*The input:*
════════

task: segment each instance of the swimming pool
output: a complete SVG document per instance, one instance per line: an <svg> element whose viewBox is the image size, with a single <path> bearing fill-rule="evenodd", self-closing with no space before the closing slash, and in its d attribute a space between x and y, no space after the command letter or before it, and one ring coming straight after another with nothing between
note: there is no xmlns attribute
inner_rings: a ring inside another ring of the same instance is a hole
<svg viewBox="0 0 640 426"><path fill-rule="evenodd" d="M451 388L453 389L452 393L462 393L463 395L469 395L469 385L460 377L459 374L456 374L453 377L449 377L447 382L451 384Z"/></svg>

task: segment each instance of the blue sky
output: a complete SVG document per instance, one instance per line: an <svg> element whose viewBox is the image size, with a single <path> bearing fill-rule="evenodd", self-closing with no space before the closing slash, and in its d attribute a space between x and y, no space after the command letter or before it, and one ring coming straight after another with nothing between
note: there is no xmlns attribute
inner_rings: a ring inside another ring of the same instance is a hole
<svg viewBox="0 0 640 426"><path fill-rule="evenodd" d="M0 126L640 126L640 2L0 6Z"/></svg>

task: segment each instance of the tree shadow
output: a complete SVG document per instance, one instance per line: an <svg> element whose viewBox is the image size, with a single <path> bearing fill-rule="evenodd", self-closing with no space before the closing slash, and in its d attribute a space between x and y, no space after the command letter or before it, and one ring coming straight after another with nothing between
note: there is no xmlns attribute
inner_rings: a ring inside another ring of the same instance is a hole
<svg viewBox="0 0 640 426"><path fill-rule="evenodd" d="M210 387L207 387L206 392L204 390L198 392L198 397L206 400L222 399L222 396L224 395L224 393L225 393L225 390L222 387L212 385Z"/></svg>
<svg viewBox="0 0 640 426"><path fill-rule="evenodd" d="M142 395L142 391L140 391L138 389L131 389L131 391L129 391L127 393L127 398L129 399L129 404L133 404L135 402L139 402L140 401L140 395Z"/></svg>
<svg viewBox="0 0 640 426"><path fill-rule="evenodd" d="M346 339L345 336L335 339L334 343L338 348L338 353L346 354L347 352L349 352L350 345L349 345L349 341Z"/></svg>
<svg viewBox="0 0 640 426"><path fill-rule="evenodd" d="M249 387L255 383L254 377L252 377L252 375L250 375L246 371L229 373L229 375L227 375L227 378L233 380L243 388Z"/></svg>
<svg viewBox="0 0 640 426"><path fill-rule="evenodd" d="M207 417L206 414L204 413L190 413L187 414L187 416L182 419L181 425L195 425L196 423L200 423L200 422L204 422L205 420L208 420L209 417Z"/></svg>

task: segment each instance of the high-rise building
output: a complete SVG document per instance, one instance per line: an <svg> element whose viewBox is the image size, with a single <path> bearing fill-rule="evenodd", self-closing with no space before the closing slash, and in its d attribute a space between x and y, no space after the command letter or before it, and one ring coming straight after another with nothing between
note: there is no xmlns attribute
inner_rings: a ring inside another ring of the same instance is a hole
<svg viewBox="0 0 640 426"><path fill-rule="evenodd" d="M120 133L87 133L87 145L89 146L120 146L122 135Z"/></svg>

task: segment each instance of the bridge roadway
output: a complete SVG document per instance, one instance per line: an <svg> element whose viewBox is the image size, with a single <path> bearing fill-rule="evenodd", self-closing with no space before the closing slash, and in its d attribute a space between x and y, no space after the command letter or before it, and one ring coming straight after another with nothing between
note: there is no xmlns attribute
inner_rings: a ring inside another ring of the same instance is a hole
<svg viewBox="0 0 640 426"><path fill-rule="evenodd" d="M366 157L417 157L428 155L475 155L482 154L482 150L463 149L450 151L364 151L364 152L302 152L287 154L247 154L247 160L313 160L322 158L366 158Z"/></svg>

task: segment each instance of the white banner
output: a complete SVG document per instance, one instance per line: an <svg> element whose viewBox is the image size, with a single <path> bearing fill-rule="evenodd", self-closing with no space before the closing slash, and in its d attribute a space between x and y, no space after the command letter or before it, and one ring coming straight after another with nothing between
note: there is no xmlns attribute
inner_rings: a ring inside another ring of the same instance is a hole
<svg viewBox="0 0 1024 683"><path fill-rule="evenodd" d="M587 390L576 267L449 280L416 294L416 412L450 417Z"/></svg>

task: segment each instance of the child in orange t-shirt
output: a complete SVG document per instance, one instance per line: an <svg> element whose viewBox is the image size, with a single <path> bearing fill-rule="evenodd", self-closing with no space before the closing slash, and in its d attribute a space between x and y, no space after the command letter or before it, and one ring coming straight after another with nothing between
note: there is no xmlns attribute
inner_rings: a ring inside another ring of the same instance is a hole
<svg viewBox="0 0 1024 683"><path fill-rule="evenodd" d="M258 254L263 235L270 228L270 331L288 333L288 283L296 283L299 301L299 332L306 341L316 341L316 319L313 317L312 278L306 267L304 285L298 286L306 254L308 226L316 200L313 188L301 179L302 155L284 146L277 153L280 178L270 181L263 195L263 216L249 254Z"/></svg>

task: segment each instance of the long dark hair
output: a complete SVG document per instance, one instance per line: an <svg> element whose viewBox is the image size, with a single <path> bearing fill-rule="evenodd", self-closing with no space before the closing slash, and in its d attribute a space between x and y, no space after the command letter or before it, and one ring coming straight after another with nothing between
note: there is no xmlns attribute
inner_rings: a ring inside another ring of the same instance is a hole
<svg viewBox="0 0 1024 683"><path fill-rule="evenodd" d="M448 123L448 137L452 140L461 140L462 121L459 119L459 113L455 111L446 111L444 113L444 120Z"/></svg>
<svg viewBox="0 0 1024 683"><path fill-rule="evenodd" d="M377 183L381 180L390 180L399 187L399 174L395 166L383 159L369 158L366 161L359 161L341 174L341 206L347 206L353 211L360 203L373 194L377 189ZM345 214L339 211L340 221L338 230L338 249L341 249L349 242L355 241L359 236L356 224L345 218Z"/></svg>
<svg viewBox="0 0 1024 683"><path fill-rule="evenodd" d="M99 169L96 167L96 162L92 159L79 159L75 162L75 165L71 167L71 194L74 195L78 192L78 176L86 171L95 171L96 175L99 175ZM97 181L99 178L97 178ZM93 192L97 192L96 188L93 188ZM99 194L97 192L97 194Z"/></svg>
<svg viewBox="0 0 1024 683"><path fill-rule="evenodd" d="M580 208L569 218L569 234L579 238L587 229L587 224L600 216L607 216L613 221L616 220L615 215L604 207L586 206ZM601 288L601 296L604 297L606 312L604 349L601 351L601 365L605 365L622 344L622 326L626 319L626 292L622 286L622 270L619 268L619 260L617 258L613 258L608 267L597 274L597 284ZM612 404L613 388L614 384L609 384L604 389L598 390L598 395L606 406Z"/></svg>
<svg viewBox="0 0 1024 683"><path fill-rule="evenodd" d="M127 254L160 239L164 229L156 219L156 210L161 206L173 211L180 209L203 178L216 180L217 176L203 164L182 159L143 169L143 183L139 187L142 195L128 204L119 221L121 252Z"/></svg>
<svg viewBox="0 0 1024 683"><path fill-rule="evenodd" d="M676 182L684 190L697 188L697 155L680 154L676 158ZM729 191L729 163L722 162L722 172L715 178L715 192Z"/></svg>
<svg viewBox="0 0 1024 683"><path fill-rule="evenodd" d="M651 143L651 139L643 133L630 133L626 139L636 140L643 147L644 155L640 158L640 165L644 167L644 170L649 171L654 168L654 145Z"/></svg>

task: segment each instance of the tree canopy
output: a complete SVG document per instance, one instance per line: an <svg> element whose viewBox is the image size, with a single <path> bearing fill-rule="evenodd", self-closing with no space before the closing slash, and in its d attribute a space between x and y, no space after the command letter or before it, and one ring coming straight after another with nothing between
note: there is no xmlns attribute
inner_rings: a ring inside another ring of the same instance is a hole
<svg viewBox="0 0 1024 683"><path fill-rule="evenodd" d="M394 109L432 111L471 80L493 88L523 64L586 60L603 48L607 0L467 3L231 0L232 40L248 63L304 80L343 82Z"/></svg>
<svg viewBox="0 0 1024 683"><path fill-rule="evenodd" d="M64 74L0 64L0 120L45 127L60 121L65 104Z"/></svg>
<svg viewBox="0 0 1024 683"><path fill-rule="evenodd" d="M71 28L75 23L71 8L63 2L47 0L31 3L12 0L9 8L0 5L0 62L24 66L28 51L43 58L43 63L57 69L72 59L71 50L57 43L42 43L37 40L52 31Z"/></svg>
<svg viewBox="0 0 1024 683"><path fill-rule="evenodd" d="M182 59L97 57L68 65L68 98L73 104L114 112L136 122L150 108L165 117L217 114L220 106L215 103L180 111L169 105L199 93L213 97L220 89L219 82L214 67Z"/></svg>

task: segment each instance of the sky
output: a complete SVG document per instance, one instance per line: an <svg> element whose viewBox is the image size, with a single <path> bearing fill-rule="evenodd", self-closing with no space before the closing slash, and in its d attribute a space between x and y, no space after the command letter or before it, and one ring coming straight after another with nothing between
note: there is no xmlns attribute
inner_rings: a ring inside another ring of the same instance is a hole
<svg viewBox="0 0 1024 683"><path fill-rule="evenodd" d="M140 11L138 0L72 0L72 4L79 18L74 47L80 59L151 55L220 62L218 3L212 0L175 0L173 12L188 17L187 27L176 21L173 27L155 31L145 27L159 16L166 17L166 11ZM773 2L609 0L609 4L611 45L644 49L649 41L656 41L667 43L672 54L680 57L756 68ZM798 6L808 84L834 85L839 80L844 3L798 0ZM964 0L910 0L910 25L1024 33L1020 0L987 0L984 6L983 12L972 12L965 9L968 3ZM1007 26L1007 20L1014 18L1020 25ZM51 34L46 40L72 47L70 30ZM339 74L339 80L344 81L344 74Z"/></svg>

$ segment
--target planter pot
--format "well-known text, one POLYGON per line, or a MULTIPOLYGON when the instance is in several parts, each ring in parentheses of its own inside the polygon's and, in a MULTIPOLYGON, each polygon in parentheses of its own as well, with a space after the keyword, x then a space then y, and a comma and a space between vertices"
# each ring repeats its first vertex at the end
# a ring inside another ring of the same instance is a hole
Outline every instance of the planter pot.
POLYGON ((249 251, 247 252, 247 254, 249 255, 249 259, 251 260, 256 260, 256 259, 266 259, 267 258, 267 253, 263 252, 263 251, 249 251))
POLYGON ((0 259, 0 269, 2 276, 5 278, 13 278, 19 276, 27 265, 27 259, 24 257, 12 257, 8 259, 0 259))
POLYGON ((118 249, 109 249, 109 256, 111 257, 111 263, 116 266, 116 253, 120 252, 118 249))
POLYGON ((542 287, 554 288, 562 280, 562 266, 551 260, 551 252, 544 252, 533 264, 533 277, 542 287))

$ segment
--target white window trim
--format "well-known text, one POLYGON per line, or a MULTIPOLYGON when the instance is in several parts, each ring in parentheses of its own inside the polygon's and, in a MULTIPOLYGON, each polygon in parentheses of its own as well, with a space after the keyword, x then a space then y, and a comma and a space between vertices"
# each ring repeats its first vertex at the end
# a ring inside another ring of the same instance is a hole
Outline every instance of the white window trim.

════════

*Activity:*
Return, unchanged, the run of lines above that opens with the line containing "task: segment each instance of the bridge" and closes with the line containing "task: segment each instance of the white". Include both.

*Result:*
task: segment each instance of the bridge roadway
output: a complete SVG document per instance, one instance per line: an <svg> element whose viewBox is the image size, with a single <path> bearing fill-rule="evenodd", self-closing with no space before the closing slash, and in its d attribute a space between x and y, no space after the command letter or before it, and one ring coming straight after another with nothing between
note: there is no xmlns attribute
inner_rings: a ring inside another ring of the same instance is a hole
<svg viewBox="0 0 640 426"><path fill-rule="evenodd" d="M366 157L417 157L428 155L475 155L482 154L482 150L463 149L450 151L364 151L364 152L302 152L287 154L247 154L247 160L313 160L322 158L366 158Z"/></svg>

task: segment each instance of the white banner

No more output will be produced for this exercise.